§ AIM OF THE TASK: When "clip" occurs in a line of the material, copy that line.

§ MATERIALS PROVIDED:
------------------------------------------------

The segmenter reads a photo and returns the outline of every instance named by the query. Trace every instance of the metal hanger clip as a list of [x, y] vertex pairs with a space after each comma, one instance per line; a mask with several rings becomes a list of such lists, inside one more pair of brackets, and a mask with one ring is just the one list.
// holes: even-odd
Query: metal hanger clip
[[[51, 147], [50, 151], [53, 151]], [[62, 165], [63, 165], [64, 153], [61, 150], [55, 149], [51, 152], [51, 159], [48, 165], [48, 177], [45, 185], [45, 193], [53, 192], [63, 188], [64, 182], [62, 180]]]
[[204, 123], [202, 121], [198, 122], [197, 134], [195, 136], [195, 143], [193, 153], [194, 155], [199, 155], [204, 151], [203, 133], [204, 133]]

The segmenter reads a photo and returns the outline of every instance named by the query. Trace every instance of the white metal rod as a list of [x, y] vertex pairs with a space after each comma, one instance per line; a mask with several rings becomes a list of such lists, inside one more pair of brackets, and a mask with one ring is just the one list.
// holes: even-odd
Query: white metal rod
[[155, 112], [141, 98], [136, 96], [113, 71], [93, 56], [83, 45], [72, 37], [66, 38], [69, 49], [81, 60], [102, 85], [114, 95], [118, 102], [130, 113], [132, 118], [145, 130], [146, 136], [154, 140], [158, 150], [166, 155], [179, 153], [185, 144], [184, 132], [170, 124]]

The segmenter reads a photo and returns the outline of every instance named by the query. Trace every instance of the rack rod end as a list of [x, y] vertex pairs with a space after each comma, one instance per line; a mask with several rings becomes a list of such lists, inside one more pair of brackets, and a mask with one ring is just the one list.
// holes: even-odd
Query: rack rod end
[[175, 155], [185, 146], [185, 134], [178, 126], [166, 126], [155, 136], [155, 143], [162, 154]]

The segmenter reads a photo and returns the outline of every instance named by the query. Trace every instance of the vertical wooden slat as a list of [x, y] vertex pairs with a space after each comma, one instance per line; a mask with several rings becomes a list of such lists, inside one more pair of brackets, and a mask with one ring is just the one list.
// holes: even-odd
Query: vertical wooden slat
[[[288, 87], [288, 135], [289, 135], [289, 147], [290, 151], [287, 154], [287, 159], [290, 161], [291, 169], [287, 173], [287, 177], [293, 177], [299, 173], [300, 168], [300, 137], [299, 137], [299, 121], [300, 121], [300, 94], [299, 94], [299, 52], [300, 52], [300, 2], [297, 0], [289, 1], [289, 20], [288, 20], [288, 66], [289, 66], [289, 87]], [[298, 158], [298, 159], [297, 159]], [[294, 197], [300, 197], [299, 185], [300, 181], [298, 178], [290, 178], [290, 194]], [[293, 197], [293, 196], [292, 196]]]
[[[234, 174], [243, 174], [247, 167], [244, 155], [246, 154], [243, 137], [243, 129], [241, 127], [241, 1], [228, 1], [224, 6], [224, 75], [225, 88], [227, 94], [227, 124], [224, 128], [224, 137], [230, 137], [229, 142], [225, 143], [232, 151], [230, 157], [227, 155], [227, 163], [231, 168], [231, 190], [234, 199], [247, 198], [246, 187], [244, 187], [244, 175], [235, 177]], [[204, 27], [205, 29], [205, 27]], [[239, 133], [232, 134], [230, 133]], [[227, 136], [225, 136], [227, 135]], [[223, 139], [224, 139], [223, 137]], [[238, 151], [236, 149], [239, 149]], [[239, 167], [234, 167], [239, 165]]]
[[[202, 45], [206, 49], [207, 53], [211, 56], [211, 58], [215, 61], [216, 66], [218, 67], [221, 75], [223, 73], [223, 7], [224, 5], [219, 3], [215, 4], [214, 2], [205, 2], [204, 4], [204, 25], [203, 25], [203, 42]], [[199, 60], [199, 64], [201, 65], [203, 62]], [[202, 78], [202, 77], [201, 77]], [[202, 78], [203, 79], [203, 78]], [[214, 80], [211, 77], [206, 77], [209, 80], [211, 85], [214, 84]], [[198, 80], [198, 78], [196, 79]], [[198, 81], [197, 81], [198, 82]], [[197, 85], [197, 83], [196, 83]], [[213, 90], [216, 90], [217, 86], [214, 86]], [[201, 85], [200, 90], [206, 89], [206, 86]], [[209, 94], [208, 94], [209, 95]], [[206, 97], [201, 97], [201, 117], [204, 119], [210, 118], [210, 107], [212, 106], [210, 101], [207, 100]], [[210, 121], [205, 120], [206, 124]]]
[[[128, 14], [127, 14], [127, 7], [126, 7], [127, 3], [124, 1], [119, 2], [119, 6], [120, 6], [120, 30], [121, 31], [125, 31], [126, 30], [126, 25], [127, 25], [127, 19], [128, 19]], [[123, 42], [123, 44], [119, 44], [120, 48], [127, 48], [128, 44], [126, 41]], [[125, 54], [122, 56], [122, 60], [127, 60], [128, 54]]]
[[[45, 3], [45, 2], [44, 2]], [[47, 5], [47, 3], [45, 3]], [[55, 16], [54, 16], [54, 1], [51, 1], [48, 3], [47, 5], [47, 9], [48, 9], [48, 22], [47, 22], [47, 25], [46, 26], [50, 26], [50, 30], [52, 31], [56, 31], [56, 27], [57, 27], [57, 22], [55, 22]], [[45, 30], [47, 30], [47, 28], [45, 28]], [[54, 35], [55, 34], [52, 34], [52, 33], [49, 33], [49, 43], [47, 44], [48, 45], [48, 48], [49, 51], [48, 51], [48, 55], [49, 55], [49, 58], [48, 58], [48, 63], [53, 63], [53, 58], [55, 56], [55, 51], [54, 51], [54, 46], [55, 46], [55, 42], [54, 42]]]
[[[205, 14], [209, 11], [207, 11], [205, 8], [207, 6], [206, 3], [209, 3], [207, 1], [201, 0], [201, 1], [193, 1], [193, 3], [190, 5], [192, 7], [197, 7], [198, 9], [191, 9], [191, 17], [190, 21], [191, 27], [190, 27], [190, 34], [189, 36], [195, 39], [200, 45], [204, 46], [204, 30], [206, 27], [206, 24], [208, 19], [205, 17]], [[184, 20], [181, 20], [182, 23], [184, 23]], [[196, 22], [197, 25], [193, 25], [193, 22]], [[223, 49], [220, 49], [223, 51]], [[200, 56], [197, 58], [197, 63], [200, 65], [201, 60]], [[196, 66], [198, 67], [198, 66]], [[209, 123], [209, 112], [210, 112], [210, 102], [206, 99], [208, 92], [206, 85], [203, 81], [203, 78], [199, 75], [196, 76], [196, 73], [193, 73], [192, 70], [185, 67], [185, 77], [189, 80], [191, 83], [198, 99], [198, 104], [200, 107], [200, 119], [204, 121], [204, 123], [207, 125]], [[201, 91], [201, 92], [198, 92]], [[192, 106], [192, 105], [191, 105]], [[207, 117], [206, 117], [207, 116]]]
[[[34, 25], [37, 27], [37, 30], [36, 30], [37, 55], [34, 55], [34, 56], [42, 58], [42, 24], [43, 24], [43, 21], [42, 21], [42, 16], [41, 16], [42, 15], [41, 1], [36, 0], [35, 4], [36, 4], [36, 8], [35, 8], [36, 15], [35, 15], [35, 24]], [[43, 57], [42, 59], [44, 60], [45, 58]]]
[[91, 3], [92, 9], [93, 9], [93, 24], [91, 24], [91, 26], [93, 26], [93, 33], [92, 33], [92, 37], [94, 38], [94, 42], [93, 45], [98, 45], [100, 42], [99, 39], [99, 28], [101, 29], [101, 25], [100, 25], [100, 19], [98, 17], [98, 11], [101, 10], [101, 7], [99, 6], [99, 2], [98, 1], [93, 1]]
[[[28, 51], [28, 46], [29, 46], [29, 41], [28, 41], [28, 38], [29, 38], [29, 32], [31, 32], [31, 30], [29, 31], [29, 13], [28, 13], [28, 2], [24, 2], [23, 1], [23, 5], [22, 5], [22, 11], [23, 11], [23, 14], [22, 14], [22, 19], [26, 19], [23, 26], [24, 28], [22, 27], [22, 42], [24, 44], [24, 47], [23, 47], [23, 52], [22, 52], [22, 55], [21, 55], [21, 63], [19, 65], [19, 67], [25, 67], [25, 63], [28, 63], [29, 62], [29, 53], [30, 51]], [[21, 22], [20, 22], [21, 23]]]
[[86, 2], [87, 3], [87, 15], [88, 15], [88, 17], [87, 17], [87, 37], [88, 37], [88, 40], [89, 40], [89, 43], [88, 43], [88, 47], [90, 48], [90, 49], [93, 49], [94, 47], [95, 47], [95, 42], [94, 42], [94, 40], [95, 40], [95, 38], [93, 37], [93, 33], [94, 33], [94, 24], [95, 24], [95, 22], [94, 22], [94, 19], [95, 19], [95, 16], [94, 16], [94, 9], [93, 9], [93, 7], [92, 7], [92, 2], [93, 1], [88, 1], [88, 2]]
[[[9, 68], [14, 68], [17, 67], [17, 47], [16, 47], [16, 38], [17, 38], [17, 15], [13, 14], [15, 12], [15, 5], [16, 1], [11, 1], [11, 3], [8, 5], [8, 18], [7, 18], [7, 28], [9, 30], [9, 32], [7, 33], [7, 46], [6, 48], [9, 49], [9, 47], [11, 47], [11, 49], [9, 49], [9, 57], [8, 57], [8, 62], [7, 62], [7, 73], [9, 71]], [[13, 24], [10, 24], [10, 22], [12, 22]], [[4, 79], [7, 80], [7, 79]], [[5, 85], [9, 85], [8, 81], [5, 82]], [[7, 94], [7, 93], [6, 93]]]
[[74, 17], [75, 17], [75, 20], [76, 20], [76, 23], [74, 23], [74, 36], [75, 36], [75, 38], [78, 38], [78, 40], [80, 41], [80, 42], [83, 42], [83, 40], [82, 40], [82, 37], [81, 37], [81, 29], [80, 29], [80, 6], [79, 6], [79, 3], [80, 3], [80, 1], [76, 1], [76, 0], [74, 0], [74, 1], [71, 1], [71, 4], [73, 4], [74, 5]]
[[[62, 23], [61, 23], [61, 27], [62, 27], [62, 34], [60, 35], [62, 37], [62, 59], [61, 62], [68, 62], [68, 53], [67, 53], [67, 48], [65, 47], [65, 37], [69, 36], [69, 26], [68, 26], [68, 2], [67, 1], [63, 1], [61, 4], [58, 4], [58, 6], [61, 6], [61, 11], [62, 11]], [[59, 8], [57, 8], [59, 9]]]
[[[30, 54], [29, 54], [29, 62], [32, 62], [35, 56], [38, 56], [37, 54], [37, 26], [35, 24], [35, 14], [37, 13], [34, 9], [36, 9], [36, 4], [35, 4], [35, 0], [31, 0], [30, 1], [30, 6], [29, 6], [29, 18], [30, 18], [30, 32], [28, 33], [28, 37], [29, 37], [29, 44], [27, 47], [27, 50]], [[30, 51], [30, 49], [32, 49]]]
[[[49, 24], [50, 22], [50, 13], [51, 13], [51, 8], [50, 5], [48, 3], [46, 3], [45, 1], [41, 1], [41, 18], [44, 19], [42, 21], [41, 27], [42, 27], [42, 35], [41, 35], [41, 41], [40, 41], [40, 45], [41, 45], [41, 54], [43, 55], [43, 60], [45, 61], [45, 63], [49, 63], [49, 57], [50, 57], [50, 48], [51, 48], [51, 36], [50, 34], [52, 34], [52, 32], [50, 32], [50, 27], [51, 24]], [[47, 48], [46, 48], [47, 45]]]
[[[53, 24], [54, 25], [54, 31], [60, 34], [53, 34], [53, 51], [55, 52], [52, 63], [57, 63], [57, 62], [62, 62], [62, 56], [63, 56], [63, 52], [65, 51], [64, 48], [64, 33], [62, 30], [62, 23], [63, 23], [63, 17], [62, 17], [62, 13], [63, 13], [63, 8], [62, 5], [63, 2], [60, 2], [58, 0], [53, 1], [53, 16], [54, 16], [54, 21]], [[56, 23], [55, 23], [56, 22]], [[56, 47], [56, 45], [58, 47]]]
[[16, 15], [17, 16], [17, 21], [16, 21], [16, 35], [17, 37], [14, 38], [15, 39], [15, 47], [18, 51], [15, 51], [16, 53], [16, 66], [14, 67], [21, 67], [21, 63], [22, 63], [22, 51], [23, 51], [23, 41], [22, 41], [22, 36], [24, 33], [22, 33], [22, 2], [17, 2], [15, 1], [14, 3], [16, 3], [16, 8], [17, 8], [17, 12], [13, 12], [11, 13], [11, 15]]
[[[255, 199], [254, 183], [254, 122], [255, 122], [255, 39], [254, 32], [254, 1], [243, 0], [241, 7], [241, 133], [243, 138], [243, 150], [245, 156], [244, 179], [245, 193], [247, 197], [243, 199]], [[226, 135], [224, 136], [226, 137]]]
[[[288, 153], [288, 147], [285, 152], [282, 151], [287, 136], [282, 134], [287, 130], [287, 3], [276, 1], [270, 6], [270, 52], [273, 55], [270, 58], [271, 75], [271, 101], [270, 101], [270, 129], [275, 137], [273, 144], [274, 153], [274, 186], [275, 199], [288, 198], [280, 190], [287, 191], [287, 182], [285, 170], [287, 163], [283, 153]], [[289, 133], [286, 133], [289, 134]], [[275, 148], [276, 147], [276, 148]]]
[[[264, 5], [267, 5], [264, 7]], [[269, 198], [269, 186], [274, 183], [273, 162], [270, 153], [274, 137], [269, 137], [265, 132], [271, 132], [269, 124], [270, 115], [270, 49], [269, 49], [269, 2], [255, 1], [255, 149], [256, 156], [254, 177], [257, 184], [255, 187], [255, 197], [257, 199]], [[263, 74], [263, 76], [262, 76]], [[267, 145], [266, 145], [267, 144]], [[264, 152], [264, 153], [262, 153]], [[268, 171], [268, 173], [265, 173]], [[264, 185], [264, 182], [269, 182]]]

------------------------------------------------

§ SOLUTION BELOW:
The segmenter reads a photo and returns the outline of every instance named by the query. Trace every instance of the metal hanger clip as a list of [x, y] vertex pairs with a space after each comma, one instance per line; a mask with several rings becomes a list of such lists, inside one more pair of brackets, and a mask with one ring is just the one list.
Query: metal hanger clip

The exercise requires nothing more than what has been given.